Task to complete:
Can you pick up the article below on European risk managers and the financial fallout from the Ukraine invasion, and continue it from its final sentence (not the listing after it)?

::: Selected extract

Europe’s risk managers brace for financial fallout from Ukraine invasion

European risk managers must brace for a significant negative economic and financial impact from Russia’s invasion of the Ukraine, just as they help their companies tentatively steer out of the Covid-19 crisis and related supply chain and credit risk problems.

“Moscow’s bullying tactics have turned into a full-scale assault, with Ukraine’s worst fears materialised as Russian forces have begun a major attack on the country. This is a devastating turn of events for citizens in Ukraine who had waited in vain for a diplomatic resolution,” said Susannah Streeter, senior investment and markets analyst at asset management firm Hargreaves Lansdown, in London.

The analyst pointed out that already the invasion has caused shockwaves across the world’s financial markets as cities in Ukraine come under fire.

The UK FTSE 100 dropped by 2.6% on the open, and France’s CAC 40 and Germany’s DAX were down 4%, following Asian markets deep into the red. Streeter said the threat of war had already been hanging over investors, and the shock of the invasion sent the price of oil hurtling up by more than 7%, way above $100 a barrel, reaching more than $103 before falling back a notch.

“Oil and gas prices are likely to stay highly elevated, with hard-hitting sanctions set to be imposed by the international community. Market volatility has increased since the beginning of the year, stoked by rising interest rates, and today’s news has added fuel to the market turbulence,” added the analyst.

The knock-on effect will be heavily felt by exposed sectors such as travel and those mining the metals, said Streeter.

::::::
::: Given records

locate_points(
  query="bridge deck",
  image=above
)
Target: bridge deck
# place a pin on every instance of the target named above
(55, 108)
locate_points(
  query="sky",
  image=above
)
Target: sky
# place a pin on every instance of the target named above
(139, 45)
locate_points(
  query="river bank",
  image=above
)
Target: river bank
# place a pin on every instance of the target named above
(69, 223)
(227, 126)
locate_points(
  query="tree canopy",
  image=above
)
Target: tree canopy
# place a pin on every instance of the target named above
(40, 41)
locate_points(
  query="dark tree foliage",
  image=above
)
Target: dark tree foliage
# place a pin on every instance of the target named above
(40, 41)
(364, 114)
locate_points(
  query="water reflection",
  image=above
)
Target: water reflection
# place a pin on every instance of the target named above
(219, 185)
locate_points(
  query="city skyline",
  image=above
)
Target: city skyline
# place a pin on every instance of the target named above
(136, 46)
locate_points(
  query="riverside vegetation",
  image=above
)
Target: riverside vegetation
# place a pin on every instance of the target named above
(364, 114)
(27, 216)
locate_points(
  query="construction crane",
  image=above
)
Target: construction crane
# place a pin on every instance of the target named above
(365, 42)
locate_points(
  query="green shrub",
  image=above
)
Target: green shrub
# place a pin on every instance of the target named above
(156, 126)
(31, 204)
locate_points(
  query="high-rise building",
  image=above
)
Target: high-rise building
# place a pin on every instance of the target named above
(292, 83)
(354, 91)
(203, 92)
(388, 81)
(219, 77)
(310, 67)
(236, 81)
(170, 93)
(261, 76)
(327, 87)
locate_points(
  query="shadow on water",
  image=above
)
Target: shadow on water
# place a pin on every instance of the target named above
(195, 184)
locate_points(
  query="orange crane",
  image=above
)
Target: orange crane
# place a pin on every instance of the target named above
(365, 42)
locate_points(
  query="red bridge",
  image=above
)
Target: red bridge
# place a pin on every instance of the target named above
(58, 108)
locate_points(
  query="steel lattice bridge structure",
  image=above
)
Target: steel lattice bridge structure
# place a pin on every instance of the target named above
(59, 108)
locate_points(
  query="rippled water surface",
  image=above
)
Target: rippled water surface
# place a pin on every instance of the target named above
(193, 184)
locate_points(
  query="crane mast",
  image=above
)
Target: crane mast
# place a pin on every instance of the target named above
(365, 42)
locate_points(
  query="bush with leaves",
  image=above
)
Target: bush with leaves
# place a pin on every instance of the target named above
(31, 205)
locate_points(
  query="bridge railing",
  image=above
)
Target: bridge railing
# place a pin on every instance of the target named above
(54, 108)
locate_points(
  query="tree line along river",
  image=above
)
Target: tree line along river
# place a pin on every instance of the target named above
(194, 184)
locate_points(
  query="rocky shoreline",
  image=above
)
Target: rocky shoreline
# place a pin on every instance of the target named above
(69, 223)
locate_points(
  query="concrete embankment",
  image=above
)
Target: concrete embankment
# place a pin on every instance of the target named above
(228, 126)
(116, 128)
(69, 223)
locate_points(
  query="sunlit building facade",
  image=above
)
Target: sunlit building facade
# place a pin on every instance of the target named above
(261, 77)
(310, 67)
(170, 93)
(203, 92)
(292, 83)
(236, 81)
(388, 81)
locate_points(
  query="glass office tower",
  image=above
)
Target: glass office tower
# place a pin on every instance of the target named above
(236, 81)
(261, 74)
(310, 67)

::::::

Task output:
“With Ukrainian airspace shut and fears that renewed optimism of the travelling public will be severely dented with war underway, that’s led to a big slide in airlines and travel-sector stocks. International Consolidated Airlines Group, the owner of British Airways, has dropped by around 5%, while Wizz Air with its extensive operations across eastern Europe in particular nosedived by around 8% in early trade. Rolls Royce, so highly reliant on commercial air travel, was among the biggest fallers on the FTSE,” she noted.

“Russia-exposed stocks like Evraz, the mining and metals company that [Chelsea FC owner] Roman Abramovich owns a stake in has plunged by around 18%, and Polymetal International with mining operations across Russia has also dropped by 7%. With tough incoming sanctions expected, their businesses are likely to take a major hit, with little respite in sight given the seriousness of the situation,” continued Streeter.

“Stocks with Russian exposure also include BP, via a 19.75% shareholding in Rosneft, which also fell on the open, despite the higher oil price that helped push up Shell’s share price. The risers in the FTSE 100 were few and far between, with Bae Systems among them [due to] expectations that defence budgets may be boosted in the face of Russian aggression,” she added.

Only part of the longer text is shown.